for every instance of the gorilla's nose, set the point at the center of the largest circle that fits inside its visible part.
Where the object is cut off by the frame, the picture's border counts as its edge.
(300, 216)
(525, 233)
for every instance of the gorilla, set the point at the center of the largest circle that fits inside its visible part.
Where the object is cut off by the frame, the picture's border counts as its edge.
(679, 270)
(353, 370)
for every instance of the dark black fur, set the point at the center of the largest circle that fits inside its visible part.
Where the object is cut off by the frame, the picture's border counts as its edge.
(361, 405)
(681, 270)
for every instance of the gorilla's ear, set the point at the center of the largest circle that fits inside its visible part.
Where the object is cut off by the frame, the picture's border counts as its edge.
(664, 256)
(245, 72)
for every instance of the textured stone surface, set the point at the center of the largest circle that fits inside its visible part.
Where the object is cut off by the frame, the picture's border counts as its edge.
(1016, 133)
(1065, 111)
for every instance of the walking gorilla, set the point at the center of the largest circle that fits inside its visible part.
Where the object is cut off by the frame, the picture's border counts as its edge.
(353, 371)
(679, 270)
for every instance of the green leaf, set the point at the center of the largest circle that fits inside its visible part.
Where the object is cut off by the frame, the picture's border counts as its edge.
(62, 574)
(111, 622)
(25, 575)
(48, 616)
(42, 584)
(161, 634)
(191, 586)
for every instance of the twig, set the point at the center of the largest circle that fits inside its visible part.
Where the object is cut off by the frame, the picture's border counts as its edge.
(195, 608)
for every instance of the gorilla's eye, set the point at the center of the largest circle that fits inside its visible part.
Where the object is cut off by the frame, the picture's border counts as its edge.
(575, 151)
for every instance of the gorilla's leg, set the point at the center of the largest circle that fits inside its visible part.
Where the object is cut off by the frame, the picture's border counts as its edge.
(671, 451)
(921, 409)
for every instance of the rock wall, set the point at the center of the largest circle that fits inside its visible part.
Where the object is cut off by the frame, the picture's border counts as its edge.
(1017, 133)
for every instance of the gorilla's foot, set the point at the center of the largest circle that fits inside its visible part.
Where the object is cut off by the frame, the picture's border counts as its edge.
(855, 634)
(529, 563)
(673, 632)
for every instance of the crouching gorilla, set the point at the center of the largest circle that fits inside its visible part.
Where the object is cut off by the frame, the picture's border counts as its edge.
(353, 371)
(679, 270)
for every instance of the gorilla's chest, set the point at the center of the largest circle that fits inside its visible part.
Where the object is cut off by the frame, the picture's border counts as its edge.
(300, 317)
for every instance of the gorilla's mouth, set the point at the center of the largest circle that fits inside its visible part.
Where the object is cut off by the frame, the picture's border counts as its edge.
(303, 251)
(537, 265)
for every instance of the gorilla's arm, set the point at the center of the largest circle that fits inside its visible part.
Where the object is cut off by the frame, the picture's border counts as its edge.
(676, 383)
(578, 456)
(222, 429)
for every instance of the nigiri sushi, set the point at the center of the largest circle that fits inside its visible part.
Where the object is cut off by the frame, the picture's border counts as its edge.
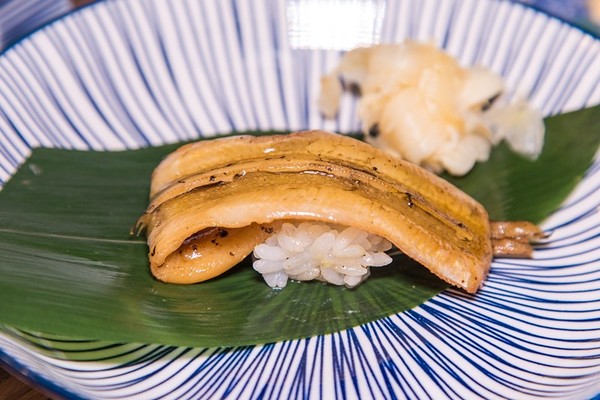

**Exercise brief:**
If a line in the records above contains "gorilla", copy that line.

**Expected output:**
for every instance of the gorilla's nose, set the point at the center of the largest circle that fits inside its visible part.
for every instance of the gorilla, set the point at the center of the largest circle that fits inside its visible part.
for every instance of the gorilla's ear, set the point at the center of the largest circle that fits inside its visible part.
for every instance of the walking gorilla, set the point at the center of the largest circle that fits inside its visible part.
for every instance of the gorilla's eye, set the point at the center of the largest circle that fits inside its visible part.
for every instance of the gorilla's leg, set the point at the center of the largest circle that fits inside its visible part.
for every instance of the gorilla's foot, set the point at the center of the largest circle that fits inside its visible part.
for every instance of the crouching gorilla, set the point at the center of the largest circle that fits inside its visible part.
for every instance of the gorilla's chest, set the point at the center of the largest circle that fits inside its visible part.
for every instance of the gorilla's mouth, set the point at the center of the largest circle that fits inside its visible part.
for every instance of the gorilla's arm, set the point at the center of the largest circle that fits inside its visible part.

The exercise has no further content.